[TASK STATEMENT]
All of the entries below should be returned verbatim, apart from the pictures.

[STORED DATA]
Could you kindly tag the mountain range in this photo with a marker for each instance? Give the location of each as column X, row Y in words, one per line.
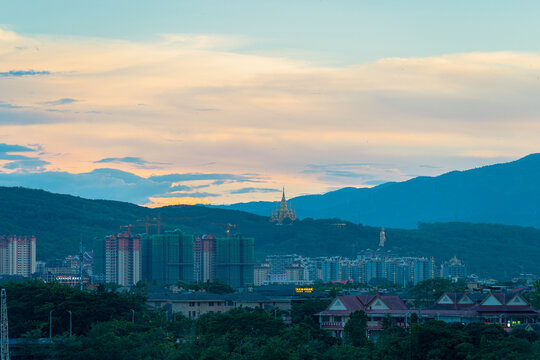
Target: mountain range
column 507, row 193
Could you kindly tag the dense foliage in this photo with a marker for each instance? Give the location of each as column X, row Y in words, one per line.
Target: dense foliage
column 60, row 221
column 240, row 334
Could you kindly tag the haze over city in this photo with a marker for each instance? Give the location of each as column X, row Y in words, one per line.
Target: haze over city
column 214, row 102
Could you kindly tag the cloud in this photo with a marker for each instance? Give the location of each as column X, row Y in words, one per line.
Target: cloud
column 181, row 194
column 60, row 101
column 248, row 190
column 18, row 161
column 206, row 109
column 29, row 164
column 9, row 106
column 202, row 176
column 276, row 114
column 19, row 73
column 139, row 162
column 5, row 148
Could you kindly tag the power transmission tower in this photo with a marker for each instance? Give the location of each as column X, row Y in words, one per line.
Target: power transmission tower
column 4, row 348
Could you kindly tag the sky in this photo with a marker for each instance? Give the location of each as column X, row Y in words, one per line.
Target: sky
column 183, row 102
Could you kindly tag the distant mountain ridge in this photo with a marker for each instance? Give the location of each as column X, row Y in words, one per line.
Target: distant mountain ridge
column 59, row 222
column 507, row 193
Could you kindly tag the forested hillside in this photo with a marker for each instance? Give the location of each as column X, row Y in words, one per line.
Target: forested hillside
column 60, row 221
column 505, row 193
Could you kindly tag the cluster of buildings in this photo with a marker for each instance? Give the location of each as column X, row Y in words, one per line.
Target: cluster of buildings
column 167, row 258
column 509, row 310
column 17, row 255
column 370, row 266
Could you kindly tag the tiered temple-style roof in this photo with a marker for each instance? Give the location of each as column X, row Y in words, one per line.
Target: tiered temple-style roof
column 283, row 212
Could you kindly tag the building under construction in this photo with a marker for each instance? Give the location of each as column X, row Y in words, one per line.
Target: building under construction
column 235, row 261
column 171, row 257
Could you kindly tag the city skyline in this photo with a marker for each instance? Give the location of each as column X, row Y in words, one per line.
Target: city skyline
column 221, row 103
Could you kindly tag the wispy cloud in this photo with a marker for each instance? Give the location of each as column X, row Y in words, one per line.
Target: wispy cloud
column 28, row 164
column 139, row 162
column 5, row 148
column 9, row 106
column 19, row 73
column 248, row 190
column 204, row 176
column 61, row 101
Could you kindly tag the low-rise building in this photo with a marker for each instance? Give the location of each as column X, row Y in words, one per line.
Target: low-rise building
column 193, row 305
column 509, row 310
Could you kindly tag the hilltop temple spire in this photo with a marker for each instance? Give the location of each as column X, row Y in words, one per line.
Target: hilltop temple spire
column 282, row 211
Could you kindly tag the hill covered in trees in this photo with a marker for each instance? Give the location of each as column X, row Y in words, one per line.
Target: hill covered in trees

[EXPECTED OUTPUT]
Could you kindly tag the mountain range in this photo with a marker for each instance? Give the location of each as column X, row Y in words, one per line.
Target: mountain range
column 507, row 193
Could you kindly tag the dense foliage in this photo with a marker for each instance? Give the location of each as column X, row Y in words, one per line.
Target: dense foliage
column 60, row 221
column 240, row 334
Could you kindly tag the haze over city in this photo with a marker for each instance? Give the location of each as column X, row Y in words, one per line.
Target: haze over city
column 214, row 102
Could you kindly tag the cloud in this photo with a marker for each instance? Give the location of each as column X, row Y in words, one per line.
Target: cloud
column 181, row 194
column 60, row 101
column 248, row 190
column 18, row 161
column 206, row 109
column 29, row 164
column 9, row 106
column 202, row 176
column 276, row 114
column 19, row 73
column 139, row 162
column 5, row 148
Could you kindly tag the power transmission tower in this photo with a marker for each instance? Give the location of each as column X, row Y in words, one per line.
Target: power transmission tower
column 4, row 348
Could you kindly tag the sky in this photo with a marker for each instance? Give the location of each as column X, row Y in words, one per line.
Target: sky
column 183, row 102
Could you kindly tag the distant mountain ridge in this photo with a marker for each instance? Give the location of each as column X, row Y in words, one per line.
Target: distant mountain ridge
column 59, row 222
column 507, row 193
Could you kindly tag the forested hillside in this photo with a marker for each instance? Give the location of each as column X, row Y in words, one per line.
Target: forested hillside
column 60, row 221
column 505, row 193
Could you kindly tag the cluster of buildings in this photo with a marker for each instance? Give the location of each as column X, row Y in words, one per line.
Target: cluster of buildings
column 167, row 258
column 509, row 310
column 17, row 255
column 370, row 266
Could you kindly tag the tiered temple-style roof in this photo with a marker for each instance? Give the location of each as column X, row Y in words, one per line.
Target: tiered temple-style roof
column 283, row 212
Could you kindly tag the building under construction in this photo with a marker for each instance? Give the location of each as column X, row Y in words, one per line.
Target: building under construction
column 235, row 261
column 171, row 257
Could you kindly tag the city skyline in this photo with a marker for each instance? Give the location of each as column X, row Y in words, one per line.
Target: city skyline
column 221, row 103
Could you kindly tag the wispy cloud in this photo with a marker for each instance? Give the location of each as column X, row Y in words, one per line.
Target: wispy cloud
column 28, row 164
column 139, row 162
column 5, row 148
column 9, row 106
column 19, row 73
column 248, row 190
column 204, row 176
column 61, row 101
Could you kindly tag the low-rise building in this photo with a marker for each instance? Give the location of each as column X, row Y in words, one per line.
Target: low-rise building
column 193, row 305
column 509, row 310
Could you kindly tag the hilltop temple spire in this photo with a marker for each instance? Give the location of each as column X, row Y in words, one per line.
Target: hilltop temple spire
column 282, row 211
Could you kindly tag the hill covered in trees in this photo with a marker for each instance? Give the location of each as column X, row Y in words, one per line.
Target: hill covered in trees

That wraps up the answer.